Page text
Stop Me If You’ve Heard This, Dept.

This article talks about a book titled “Systems for Instructional Improvement”   coauthored by the dean of the University of Southern California ed school.  It is described as  “dedicated to improving math instruction in the U.S.”

Why is it that just about every book, article, tweet, and Linked-In polemic that purports to put math education back on track starts from the following assumption:

“For the past 25 years or so, there’s been a growing recognition that students at the middle-school level, in particular, aren’t developing a deep understanding of mathematics,” said Thomas Smith, dean of UC Riverside’s Graduate School of Education. “A big piece of that is because of the way students in the U.S. are taught; current math instruction tends to be highly procedural — as in ‘use these steps to solve these types of problems’ — instead of allowing students to investigate real-life problems and experiment with different types of solution strategies.”

The same catchwords end up in this catechism of edu-wisdom: “Deep understanding of mathematics”.  Just how deep of an understanding of math do you want middle school students to have? Even in freshman calculus courses, students learn a short-cut version of what limits and continuity are in order to get to the powerful applications of same; namely derivatives and integrals and the (yes) procedures for taking derivatives and finding anti-derivatives.

Students who go further in math will master the delta-epsilon definitions of limits and continuity, and learn about least upper bounds, greatest lower bounds,  limit points, cluster points, open and closed sets and compactness. Such deep understanding of calculus is largely inappropriate at the freshman level–one has to start somewhere in order to go deeper. And so it is the same with middle school math. One starts with procedures and in subsequent math courses, one goes deeper.

And it isn’t as if teachers and textbooks have not provided the conceptual understanding that underlie the procedures that math reformers seem to find so “rote like”. It’s just that students like to know how to do things and as has been stated in various research studies, procedural fluency and understanding often work in tandem. Sometimes conceptual understanding comes first, and sometimes the procedural understanding. But there is a stated resistance to learning the procedure first as if it is handing it to the student and taking the easy way out.  Teachers are made to feel guilty when, seeing that their students are unable to solve the problems assigned, take to breaking down the procedures step by step.

Stored rows
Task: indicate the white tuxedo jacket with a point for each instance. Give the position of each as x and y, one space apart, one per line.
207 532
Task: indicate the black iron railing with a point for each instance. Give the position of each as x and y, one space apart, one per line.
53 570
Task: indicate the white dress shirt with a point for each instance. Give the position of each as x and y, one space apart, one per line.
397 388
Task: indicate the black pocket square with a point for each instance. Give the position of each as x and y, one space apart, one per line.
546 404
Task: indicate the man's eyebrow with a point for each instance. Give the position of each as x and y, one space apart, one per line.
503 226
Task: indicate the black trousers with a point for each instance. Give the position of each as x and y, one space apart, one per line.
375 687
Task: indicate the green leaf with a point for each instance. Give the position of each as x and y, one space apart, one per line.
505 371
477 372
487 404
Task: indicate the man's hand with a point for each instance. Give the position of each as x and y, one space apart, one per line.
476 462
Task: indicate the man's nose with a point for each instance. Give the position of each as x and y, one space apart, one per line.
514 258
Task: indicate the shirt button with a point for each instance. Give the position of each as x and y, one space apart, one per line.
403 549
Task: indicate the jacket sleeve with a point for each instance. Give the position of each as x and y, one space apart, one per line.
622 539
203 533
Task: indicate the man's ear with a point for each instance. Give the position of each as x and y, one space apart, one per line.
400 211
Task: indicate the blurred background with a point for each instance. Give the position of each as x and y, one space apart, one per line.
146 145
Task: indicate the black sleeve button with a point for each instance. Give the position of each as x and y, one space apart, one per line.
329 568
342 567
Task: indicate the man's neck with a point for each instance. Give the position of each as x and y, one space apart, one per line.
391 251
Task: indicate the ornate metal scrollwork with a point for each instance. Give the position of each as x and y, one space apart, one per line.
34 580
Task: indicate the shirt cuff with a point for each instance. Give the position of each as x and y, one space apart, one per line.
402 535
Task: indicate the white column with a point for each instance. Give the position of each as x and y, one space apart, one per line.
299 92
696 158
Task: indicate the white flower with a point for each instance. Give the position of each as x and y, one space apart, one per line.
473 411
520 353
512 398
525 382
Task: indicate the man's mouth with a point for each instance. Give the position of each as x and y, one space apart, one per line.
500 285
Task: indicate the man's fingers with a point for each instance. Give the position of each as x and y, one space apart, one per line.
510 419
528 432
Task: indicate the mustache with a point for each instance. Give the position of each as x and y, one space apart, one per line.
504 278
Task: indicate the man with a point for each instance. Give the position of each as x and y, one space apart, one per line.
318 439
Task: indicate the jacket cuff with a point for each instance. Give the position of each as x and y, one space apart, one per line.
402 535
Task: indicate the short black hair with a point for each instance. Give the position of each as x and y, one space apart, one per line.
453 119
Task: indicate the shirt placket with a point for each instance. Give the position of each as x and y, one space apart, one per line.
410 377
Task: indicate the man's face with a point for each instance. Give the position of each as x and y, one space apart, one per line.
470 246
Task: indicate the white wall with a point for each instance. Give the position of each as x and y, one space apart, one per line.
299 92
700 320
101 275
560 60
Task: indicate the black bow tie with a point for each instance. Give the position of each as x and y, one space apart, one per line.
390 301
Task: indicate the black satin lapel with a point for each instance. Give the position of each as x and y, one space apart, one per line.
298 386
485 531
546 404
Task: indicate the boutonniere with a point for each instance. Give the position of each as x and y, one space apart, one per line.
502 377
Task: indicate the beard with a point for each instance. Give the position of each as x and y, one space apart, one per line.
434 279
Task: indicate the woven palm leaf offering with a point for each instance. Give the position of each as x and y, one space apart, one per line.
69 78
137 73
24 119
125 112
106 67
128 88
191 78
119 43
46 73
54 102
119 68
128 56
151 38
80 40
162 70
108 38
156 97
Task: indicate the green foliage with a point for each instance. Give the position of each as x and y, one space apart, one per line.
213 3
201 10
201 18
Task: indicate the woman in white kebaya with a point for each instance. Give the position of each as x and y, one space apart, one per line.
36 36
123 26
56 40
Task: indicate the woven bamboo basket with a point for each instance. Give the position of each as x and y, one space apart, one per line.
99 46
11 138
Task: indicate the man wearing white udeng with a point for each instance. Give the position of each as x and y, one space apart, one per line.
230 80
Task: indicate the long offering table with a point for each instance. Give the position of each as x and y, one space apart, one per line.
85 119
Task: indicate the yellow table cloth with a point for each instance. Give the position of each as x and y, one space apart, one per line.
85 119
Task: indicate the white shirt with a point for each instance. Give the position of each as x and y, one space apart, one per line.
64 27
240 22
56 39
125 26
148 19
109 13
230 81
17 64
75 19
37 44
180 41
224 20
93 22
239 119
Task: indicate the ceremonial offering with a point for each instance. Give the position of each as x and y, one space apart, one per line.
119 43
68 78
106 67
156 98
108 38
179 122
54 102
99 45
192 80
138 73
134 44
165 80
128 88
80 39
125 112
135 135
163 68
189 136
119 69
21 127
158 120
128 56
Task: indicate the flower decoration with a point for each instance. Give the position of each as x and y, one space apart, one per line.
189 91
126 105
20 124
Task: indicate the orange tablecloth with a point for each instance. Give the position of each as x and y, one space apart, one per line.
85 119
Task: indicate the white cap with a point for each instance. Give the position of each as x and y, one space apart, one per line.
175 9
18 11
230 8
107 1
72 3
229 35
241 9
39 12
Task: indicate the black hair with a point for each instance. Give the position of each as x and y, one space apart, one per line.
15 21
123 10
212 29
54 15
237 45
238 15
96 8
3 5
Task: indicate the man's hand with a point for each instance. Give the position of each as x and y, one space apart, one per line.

What you will do
Extend the essay on how middle school math is taught, starting right after its final sentence.

Expected answer
Also, the problems that middle school students have had to solve over the years are really not as far-removed from reality as the spin-meisters would have us believe. K-8 math is largely “applied math” and in earlier times was an essential part of everyday life.  A glance at the textbooks used in Singapore (the Primary Math series is a good example) has very straightforward problems that allow students to apply the concepts of things like decimal, fraction and percent operations.  An example:  “Alex spent 1/3 of his pocket money on a toy airplane and 2/3 of the remainder on a toy robot. He had $20 left.  How much did he spend altogether?”

Singapore has boasted high scores on international tests for years, but the problems that students solve there may be held in disdain by math reform types. Perhaps they think they are not relevant to students concerns. If students are not given proper instruction on how to solve such problems, and are expected to discover “strategies” for solving, they will tend to ask “When am I ever going to use this in real life?”   If given proper instruction with scaffolded problems that are variations on the initial worked example, students generally will tackle such problems. The “When will I ever use this” question is generally an expression of frustration.

Math reformers want kids to use elaborate techniques to get simple answers and call that “understanding”. Or even “deep understanding”.  What they think is understanding is visualization which is not what mathematicians mean by understanding.

But the standard talking points that pervade books about education continue.  The article ends with this chestnut:

“When it comes to teaching, people are often wedded to the ways from which they learned,” Smith added. “But the reality is those ways don’t always help all students learn. Our goal is to support teachers and coaches, as well as school and district leaders, to improve teaching and learning for all students.”

Interestingly, over the past 30 years, math has been increasingly taught in the manner these reformers want to see it done (in the lower grades primarily).  If you point this out to them, they will generally say one of two statements: “No, that isn’t true, but I wish it were” or “They aren’t doing reform correctly.”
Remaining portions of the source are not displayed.